RDC : Kabila se trompe de cible à désarmer.

Antoinette K. Kankindi

 Orléans, 18 octobre 2007

 

 

mibale.jpgIl faut être un coureur de fond pour suivre les humeurs du Raïs dans les questions de l'Est.  Ce qui n'est pas un problème pour les North Kivutiens, surtout ceux de la partie montagneuse habitués à faire du marathon quotidien par monts et vallées de ce qu'on appelait autrefois la Suisse de l'Afrique Centrale. C'était avant que les amis du Raïs, les FDLR aient converti ce coin paradisiaque en lieu de cauchemar.   Ce qui scandalise pratiquement c'est la détermination que Joseph Kabila semble mettre à compromettre ou disons hypothéquer son tout prochain voyage aux Etats Unis par ses déclarations incendiaires. Il vient, il y a quelques heures, de dire aux journalistes que la huitième région militaire a le feu vert pour désarmer Nkunda. Disons-lui tout de suite, Raïs vous vous trompez de cible, et bien sûr, de priorité . Pis encore cette attitude est d'un mépris inacceptable et de mauvais goût vis-à-vis de la Communauté Internationale. Celle-ci non seulement a financé la transition, et les élections, mais aussi paie la Monuc que le président affirme utiliser contre Nkunda. Par cupidité et total manque d'éthique la Monuc a déjà montré qu'elle a abandonné sa mission de paix pour combattre les insurgés. Tenez-vous bien, elle n'a pas réussi à désarmer les FDLR depuis 1999, et maintenant elle appuie les FARDC-FDLR-FDLK dans leur dessein de liquider Nkunda   d'abord pour donner ensuite aux FDLR  ce dont elles ont besoin pour attaquer le Rwanda.

__Consignes__:
**a.** Indiquez uniquement le nombre de lignes des entrées ci-dessous qui contiennent le mot "wooden".
**b.** Rédigez la suite de l'article sur Kabila et le désarmement de Nkunda, en commençant après sa dernière phrase.

Entrées brutes:
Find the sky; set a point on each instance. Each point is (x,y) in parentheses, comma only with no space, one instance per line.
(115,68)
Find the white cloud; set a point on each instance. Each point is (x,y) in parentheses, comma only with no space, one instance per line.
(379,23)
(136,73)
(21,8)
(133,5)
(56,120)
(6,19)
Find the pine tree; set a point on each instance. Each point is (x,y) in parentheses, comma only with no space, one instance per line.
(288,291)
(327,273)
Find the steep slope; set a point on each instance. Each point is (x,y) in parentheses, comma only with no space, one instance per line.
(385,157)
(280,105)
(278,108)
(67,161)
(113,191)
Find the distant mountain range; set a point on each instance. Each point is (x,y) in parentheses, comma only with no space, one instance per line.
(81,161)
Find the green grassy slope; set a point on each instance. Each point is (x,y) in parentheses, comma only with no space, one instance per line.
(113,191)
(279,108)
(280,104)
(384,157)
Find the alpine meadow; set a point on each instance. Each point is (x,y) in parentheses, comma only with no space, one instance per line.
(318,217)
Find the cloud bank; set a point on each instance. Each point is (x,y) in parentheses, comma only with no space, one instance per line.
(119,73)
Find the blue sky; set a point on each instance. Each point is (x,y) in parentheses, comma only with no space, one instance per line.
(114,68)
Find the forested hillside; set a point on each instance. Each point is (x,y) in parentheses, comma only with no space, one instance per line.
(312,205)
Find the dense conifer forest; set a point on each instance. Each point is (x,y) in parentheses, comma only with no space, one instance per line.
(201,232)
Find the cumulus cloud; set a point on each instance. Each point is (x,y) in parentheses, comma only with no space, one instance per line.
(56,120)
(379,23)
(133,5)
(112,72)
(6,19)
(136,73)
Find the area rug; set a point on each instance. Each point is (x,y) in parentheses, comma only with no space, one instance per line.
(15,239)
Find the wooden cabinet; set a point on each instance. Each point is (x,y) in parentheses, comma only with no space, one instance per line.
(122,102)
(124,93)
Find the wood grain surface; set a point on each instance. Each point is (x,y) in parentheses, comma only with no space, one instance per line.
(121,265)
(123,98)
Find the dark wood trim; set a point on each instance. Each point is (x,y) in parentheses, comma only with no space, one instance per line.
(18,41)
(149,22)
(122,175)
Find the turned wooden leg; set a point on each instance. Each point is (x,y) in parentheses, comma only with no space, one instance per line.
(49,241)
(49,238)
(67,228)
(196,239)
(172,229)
...
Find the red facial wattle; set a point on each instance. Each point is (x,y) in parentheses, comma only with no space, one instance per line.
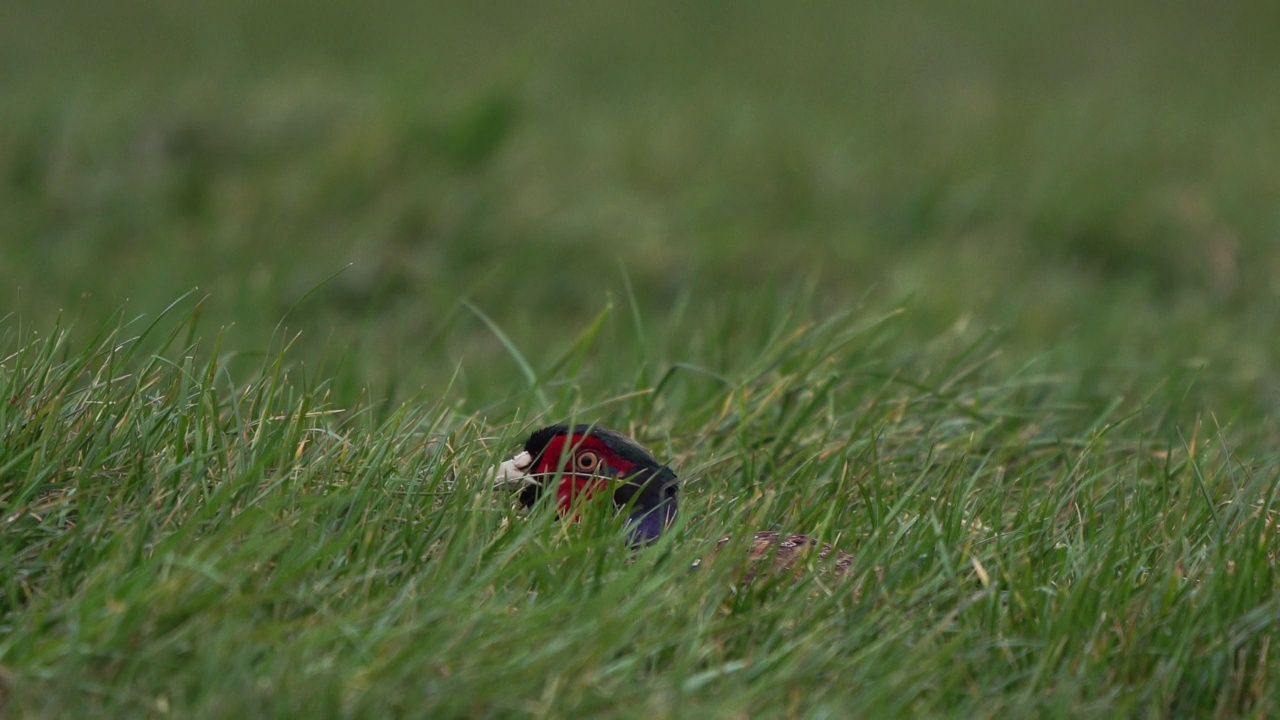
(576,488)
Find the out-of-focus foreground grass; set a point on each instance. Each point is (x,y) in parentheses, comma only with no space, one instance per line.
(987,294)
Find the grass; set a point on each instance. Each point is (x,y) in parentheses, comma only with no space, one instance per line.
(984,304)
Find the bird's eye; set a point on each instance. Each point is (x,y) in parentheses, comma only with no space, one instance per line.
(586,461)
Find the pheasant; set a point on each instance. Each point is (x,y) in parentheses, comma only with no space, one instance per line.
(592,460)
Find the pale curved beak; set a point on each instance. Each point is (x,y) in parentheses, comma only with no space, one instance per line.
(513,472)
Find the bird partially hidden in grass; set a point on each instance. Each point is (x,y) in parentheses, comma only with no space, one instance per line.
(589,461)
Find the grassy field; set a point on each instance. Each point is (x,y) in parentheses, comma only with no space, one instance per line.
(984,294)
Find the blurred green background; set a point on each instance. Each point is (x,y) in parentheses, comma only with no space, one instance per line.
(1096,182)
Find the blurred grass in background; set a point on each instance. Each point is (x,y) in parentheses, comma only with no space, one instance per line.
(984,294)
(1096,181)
==
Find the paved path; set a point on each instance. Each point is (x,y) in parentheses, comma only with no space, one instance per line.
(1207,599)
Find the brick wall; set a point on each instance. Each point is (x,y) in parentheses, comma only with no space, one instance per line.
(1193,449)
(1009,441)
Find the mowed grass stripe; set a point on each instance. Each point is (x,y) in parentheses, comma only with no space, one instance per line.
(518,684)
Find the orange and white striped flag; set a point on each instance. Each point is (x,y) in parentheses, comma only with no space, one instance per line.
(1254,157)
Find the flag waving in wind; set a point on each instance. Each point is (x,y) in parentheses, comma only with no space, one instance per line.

__Réponses__:
**a.** 2

**b.**
Il est très peu probable que réellement la Communauté Internationale veuille s'impliquer dans cette nouvelle manœuvre dictatoriale de Kabila, qui cherche noise aux pays voisins en plus de vouloir exterminer les Tutsis congolais le plus vite possible.   Avant d'aller à l'Assemblée Générale des Nations Unies , il avait gratifié le monde du même scénario d'ultimatum incendiaire . Se sent-il fort à ce point fort de l'appui de l'Angola auquel il est en train de céder Kahemba définitivement avec l'aide de la Belgique ? Ou est-ce encore la diplomatie française qui l'entraîne sur la pente génocidaire avec guerre régionale en perspective, et ainsi   mettre les Etats Unis devant un fait accompli irréversible ? Et le peuple congolais Tutsi ou pas ne compte pour rien dans tout cela ?

 

Ce que le Raïs semble oublier, c'est que la Communauté Internationale est en état de comprendre les enjeux mieux que lui. En plus elle a des intérêts qu'elle n'aimerait pas voir flamber juste pour les beaux yeux de l'homme fort de Kinshasa. Elle sait combien il est abusif de réduire les problèmes de l'Est à la seule insoumission du général Nkunda. Et d'ailleurs elle sait aussi que ses revendications sont légitimes, c'est pour cela qu'elle prône une négociation globale . Hier un communiqué de l'Union Européenne lançait encore à Kabila un appel pour un dialogue constructif. Elle lui rappelait également l'importance « de mettre un terme à la présence des FDLR, alliées de Kinshasa et d'œuvrer pour le retour des réfugiés ». Le communiqué soulignant aussi « qu'une approche exclusivement militaire des problèmes de l'Est ne fera qu'aggraver la situation, notamment sur le plan humanitaire. Et qu'une telle approche risque d'avoir des conséquences négatives pour la stabilité régionale » . On ne peut pas être plus clair.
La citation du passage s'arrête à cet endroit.